• **DIRECTIVE**
Retype every line of the records below without changing anything.

• **Stored data entries**
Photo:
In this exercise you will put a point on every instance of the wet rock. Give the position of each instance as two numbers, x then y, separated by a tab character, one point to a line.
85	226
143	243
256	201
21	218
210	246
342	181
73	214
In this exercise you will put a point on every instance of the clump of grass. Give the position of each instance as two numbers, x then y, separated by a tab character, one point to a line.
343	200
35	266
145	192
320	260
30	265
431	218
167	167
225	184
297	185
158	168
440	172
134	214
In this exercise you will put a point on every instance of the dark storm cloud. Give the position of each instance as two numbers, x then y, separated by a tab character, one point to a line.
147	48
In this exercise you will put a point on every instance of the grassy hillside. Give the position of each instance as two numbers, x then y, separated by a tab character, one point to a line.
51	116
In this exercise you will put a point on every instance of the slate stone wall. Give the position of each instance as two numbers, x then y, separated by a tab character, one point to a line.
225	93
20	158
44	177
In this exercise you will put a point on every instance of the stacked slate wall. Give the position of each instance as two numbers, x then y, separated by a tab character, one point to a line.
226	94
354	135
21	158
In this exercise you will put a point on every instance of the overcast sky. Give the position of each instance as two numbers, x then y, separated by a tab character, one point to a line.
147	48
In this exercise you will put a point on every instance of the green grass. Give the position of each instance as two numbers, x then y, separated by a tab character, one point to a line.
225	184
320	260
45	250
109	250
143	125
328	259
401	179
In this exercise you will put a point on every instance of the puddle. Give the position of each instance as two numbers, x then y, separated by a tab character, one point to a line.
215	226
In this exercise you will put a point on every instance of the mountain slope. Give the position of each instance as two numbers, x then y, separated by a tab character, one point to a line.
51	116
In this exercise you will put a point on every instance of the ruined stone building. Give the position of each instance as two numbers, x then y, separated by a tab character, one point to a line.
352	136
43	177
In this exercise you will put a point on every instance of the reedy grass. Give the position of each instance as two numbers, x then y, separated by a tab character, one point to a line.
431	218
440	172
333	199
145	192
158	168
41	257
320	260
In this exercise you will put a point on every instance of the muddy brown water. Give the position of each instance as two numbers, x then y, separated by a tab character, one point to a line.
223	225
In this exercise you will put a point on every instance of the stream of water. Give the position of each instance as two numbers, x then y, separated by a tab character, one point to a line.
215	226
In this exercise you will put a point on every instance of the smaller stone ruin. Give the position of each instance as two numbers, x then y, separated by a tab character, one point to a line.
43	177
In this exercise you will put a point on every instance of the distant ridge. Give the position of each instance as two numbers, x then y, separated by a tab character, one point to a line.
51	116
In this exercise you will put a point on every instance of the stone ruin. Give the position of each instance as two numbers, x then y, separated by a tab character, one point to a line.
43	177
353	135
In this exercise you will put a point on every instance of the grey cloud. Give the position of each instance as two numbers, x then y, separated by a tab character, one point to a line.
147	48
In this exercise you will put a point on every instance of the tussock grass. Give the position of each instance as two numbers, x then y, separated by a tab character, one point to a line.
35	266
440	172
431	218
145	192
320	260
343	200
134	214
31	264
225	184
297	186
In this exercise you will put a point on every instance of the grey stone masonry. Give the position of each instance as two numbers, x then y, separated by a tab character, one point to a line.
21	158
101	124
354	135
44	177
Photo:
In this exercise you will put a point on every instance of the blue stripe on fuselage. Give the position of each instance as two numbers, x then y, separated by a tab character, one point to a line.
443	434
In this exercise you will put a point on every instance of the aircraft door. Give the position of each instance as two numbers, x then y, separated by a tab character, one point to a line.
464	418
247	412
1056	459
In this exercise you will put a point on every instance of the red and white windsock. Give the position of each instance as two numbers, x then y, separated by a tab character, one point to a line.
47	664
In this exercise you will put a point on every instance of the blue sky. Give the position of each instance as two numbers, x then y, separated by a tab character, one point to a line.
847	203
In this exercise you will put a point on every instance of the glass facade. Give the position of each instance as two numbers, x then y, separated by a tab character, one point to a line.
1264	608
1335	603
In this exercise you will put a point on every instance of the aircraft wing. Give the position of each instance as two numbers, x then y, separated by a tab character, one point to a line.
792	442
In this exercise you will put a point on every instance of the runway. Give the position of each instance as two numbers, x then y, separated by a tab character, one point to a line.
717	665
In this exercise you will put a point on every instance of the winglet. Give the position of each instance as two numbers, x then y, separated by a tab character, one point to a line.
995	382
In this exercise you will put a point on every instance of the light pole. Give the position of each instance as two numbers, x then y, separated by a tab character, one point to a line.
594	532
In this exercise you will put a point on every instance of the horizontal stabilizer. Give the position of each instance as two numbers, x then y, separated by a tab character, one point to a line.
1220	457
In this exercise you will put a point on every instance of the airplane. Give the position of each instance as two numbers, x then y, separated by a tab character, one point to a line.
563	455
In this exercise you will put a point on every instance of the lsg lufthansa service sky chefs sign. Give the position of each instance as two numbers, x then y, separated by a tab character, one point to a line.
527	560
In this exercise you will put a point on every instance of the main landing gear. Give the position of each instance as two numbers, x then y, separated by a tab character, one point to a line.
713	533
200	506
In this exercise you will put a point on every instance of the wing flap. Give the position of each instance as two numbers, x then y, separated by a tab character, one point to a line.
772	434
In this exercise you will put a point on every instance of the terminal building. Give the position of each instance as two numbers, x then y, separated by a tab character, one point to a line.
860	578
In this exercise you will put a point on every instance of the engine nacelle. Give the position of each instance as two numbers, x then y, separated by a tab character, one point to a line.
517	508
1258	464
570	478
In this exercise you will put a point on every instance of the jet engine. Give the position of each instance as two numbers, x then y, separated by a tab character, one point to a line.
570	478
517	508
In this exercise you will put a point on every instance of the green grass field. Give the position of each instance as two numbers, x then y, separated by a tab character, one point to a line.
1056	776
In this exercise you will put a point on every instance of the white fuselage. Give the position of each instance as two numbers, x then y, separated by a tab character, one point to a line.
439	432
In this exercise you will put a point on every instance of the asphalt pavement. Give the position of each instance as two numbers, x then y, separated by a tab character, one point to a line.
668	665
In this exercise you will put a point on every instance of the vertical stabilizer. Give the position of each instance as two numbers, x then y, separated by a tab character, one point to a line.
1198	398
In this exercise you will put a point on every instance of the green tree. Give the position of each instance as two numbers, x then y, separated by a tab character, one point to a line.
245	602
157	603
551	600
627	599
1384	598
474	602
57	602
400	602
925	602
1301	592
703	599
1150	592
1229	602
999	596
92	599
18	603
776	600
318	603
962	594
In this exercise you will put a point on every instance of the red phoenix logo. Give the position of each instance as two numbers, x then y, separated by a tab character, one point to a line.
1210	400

• **COMPLETED TASK**
Photo:
In this exercise you will put a point on every instance of the wet rock. Give the position of each instance as two numbers, x then y, separated by a tab character, one point to a line.
85	226
143	243
256	201
21	218
210	246
342	181
73	214
In this exercise you will put a point on every instance of the clump of grass. Give the position of each instance as two numbers, x then y, separated by a tab character, one point to a line.
343	200
35	266
145	192
320	260
30	265
431	218
167	167
225	184
297	185
158	168
440	172
134	214
In this exercise you will put a point on every instance of the dark storm cloud. Give the position of each instance as two numbers, x then y, separated by a tab character, one point to a line.
147	48
In this exercise you will put a point on every instance of the grassy hillside. Give the position of each instance as two numbers, x then y, separated by a tab character, one point to a line.
51	116
In this exercise you will put a point on every instance of the slate stone wall. Give the position of each instance as two numbers, x then y, separated by a tab character, one point to a line.
225	93
20	158
44	177
In this exercise you will put a point on every instance of the stacked slate wall. Give the position of each instance as two numbers, x then y, separated by a tab character, one point to a line.
226	94
354	135
21	158
In this exercise you will put a point on every instance of the overcast sky. Give the position of each instance as two numbers, x then y, separated by a tab character, one point to a line.
147	48
In this exercise you will put a point on every instance of the green grass. Give the position of each instance as two numbers, x then y, separated by a tab character, one point to a line.
225	184
320	260
45	250
109	250
143	125
328	259
401	179
In this exercise you will put a point on every instance of the puddle. Give the position of each instance as two numbers, x then y, separated by a tab character, one point to a line.
215	226
In this exercise you will put a point on every instance of the mountain slope. Give the position of each instance as two numbers, x then y, separated by a tab character, one point to a line.
51	116
In this exercise you will put a point on every instance of the ruined stone building. Give the position of each instance as two numbers, x then y, separated by a tab character, one point to a line.
352	136
43	177
In this exercise you will put a point on every instance of the reedy grass. Give the position of each instance as two numbers, x then y, separated by a tab character, one point to a line.
431	218
440	172
333	199
145	192
158	168
41	257
320	260
In this exercise you will put a point on every instance of the muddy brown water. Give the position of each instance as two numbers, x then y, separated by a tab character, one point to a line.
223	225
In this exercise you will put a point on every instance of the stream of water. Give the position of each instance as two numbers, x then y, separated by a tab character, one point to a line.
215	226
In this exercise you will put a point on every instance of the smaller stone ruin. Give the position of each instance as two numbers, x then y, separated by a tab character, one point to a line.
43	177
In this exercise you will put a point on every instance of the distant ridge. Give the position of each instance as two numbers, x then y, separated by a tab character, one point to a line.
51	116
In this exercise you will put a point on every instance of the stone ruin. Give the position of each instance as two numbers, x then y, separated by a tab character, one point to a line.
43	177
353	135
In this exercise you will put a point on every instance of the grey cloud. Give the position of each instance as two numbers, x then y, separated by a tab character, one point to a line.
147	48
In this exercise you will put a point on every instance of the tussock grass. Give the position of each instance as two numbers, x then y, separated by a tab character, one point to a line.
35	266
440	172
431	218
145	192
320	260
343	200
134	214
31	264
225	184
297	186
In this exercise you will put a point on every instance of the grey stone masonry. Give the position of each instance as two numbers, x then y, separated by a tab character, one point to a line.
21	158
101	124
354	135
44	177
Photo:
In this exercise you will put a point on every instance of the blue stripe on fuselage. Give the position of each instance as two numbers, x then y, separated by a tab character, one point to a line.
443	434
In this exercise you will put a point on every instance of the aircraft door. Give the position of each instance as two numbers, x then y, separated by a tab character, one point to a line.
464	418
247	412
1056	459
In this exercise you will put a point on every instance of the red and white windsock. Give the position of each instance as two numbers, x then y, separated by a tab character, one point to a line.
47	664
In this exercise you will put a point on every instance of the blue sky. Give the position of each instance as two numbers, x then y, separated by a tab character, one point to a line.
847	203
In this exercise you will put a point on every instance of the glass facade. Give the position of each instance as two numbers, x then y, separated by a tab character, one point to a line.
1264	608
1335	603
In this exercise you will put a point on every instance of the aircraft wing. Give the position of each instance as two numbers, x then y, separated by a tab character, one point to a line.
792	442
In this exercise you will put a point on every instance of the runway. Give the position of each instance as two numbers, x then y, separated by a tab character, one point to a line.
717	665
In this exercise you will put a point on every instance of the winglet. Give the position of each instance as two numbers, x then y, separated by a tab character, one point to a line.
995	382
In this exercise you will put a point on every instance of the light pole. Give the position of each instance as two numbers, x then y, separated by a tab character, one point to a line.
594	532
In this exercise you will put a point on every instance of the horizontal stabilizer. Give the position of each instance as two numbers, x then y, separated by a tab character, one point to a line.
1220	457
In this exercise you will put a point on every instance of the airplane. Give the position of each instance as two numbers, x then y, separated by a tab character, one point to a line.
563	455
In this exercise you will put a point on every instance of the lsg lufthansa service sky chefs sign. Give the position of each instance as two numbers, x then y, separated by a tab character, one point to a line.
527	560
In this exercise you will put a point on every instance of the main landing gear. Give the position of each instance as two numbers, x then y, separated by a tab character, one point to a line.
713	533
200	506
In this exercise you will put a point on every instance of the wing flap. Give the position of each instance as two numbers, x then y, separated by a tab character, one point to a line.
772	434
In this exercise you will put a point on every instance of the terminal building. Give the position of each instance as two numbers, x then y, separated by a tab character, one point to a line.
860	578
In this exercise you will put a point on every instance of the engine nacelle. Give the position of each instance as two numbers, x then y, separated by a tab character, one point to a line.
517	508
1258	464
570	478
In this exercise you will put a point on every instance of the jet engine. Give the position of each instance as two numbers, x then y, separated by a tab character, one point to a line.
570	478
517	508
In this exercise you will put a point on every instance of the green grass field. Give the position of each instance as two numbers, x then y, separated by a tab character, one point to a line.
1056	776
In this exercise you will put a point on every instance of the white fuselage. Give the position of each instance as two numbers, x then y, separated by a tab character, one point to a line.
439	432
In this exercise you will put a point on every instance of the asphalt pavement. Give the position of each instance as two numbers, x then y, separated by a tab character, one point to a line.
668	665
In this exercise you will put a point on every instance of the vertical stabilizer. Give the position of each instance as two numbers, x then y, separated by a tab character, one point to a line.
1198	398
In this exercise you will put a point on every instance of the green tree. Give the position of each instance as two numbers, x then y, separated by a tab character, one point to a line.
245	602
157	603
551	600
627	599
1384	598
474	602
57	602
400	602
925	602
1301	592
703	599
1150	592
1229	602
999	596
92	599
18	603
776	600
318	603
962	594
In this exercise you will put a point on every instance of the red phoenix logo. Give the position of each instance as two numbers, x then y, separated by a tab character, one point to a line.
1210	400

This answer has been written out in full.